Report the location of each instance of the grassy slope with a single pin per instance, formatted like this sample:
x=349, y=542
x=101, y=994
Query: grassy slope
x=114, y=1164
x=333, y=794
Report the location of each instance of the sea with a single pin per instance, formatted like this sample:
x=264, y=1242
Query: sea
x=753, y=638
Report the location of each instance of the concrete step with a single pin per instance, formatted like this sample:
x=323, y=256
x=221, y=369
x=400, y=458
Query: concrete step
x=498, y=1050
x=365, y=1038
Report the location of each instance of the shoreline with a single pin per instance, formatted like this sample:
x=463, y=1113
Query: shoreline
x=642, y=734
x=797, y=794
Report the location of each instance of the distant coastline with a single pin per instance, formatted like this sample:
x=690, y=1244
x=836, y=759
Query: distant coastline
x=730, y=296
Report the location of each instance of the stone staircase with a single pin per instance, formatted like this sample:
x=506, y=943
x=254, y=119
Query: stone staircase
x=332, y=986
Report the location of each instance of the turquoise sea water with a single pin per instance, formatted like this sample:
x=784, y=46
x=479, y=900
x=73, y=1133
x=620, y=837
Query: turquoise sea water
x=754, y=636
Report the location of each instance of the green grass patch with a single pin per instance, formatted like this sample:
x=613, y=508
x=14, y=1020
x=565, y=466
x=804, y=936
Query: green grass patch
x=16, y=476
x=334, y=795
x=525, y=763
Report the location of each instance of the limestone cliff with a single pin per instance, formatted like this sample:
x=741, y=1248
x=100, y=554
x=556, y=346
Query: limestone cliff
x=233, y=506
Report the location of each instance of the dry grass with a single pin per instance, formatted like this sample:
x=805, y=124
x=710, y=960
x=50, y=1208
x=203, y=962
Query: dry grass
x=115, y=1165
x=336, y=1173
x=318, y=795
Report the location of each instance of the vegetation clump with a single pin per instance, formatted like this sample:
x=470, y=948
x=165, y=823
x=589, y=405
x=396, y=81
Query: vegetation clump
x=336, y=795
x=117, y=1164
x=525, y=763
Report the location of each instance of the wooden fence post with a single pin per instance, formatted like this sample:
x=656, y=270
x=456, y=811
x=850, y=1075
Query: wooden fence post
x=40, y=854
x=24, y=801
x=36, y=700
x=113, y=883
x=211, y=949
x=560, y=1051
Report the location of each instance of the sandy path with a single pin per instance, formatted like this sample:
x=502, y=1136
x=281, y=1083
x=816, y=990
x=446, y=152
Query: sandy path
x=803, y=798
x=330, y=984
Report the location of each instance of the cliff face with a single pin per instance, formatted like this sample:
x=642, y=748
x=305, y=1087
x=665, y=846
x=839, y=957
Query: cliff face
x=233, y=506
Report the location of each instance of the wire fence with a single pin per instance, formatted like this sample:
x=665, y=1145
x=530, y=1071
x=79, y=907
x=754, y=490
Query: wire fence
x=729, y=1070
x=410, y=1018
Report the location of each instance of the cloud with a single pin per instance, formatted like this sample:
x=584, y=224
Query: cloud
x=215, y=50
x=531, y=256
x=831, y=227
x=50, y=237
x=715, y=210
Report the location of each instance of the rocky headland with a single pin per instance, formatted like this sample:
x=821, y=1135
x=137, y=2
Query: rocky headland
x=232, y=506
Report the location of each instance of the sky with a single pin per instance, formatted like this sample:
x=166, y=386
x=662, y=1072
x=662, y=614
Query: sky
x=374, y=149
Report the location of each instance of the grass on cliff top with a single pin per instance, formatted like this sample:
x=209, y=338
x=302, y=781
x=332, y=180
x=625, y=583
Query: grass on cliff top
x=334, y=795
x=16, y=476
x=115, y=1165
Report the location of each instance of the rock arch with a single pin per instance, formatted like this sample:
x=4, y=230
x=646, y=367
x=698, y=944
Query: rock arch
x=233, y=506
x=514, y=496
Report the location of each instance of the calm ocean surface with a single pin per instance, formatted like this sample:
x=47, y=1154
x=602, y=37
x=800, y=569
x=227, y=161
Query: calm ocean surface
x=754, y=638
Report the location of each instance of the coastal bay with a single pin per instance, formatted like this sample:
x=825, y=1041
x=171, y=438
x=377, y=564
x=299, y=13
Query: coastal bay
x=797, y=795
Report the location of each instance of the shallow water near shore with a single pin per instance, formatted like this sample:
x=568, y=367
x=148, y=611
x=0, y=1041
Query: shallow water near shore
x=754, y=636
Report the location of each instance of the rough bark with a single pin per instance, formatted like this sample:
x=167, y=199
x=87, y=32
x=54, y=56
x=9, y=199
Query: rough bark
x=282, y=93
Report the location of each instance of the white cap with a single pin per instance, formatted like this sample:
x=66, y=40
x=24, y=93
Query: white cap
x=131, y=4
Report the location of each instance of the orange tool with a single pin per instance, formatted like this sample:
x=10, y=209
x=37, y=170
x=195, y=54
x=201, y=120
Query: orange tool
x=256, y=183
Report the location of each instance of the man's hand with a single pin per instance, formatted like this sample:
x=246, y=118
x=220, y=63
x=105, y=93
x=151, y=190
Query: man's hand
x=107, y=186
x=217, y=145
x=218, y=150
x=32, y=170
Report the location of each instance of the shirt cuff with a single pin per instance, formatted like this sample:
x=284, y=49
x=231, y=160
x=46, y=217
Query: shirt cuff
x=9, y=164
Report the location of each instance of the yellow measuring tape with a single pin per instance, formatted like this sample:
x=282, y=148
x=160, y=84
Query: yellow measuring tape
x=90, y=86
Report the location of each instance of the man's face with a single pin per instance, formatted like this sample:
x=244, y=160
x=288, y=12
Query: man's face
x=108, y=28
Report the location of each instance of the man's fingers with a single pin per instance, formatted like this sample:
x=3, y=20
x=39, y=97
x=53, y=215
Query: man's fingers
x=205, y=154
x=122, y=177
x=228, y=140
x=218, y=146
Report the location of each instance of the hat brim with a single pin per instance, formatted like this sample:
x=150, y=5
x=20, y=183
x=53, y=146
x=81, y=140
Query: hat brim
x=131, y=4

_ _ _ _ _ _ _

Rewrite the part of the records that opens with the line containing "Report the location of each instance of the coastal" and closes with the line containing "x=108, y=28", changing "sample" to "example" and leaving everything else as it stands.

- [Task answer]
Report the location of each instance of the coastal bay with a single pin per instance, formatted like this example:
x=825, y=1041
x=171, y=438
x=377, y=564
x=299, y=13
Query: coastal bay
x=797, y=795
Report the location of each instance of the shallow water near shore with a single pin per instance, formatted like this example:
x=568, y=367
x=148, y=611
x=0, y=1041
Query: shallow water near shore
x=754, y=636
Report the location of each instance of the rough bark with a single pin per instance, formatted like this example:
x=167, y=199
x=87, y=32
x=54, y=56
x=9, y=199
Query: rough bark
x=282, y=93
Report the location of each instance of the white cap with a single pin per instance, formatted like this example:
x=66, y=40
x=24, y=93
Query: white cap
x=131, y=4
Report the location of each instance of the orange tool with a single pin per instance, formatted like this example:
x=10, y=209
x=37, y=170
x=195, y=54
x=201, y=120
Query: orange tool
x=256, y=183
Report the location of each instance of the man's hand with a single pin per instance, formatted like this example:
x=246, y=118
x=220, y=63
x=105, y=93
x=151, y=190
Query: man's hand
x=107, y=186
x=217, y=145
x=218, y=150
x=32, y=170
Report the location of each instance of the shirt cuff with a single pin per instance, formatted like this example:
x=284, y=49
x=231, y=160
x=46, y=217
Query: shirt cuff
x=9, y=164
Report the location of each instance of the yellow measuring tape with a single pin per instance, formatted like this example:
x=282, y=148
x=160, y=84
Query: yellow measuring tape
x=90, y=86
Report the location of each instance of the man's face with a single pin per instance, formatted like this example:
x=244, y=160
x=288, y=12
Query: man's face
x=108, y=28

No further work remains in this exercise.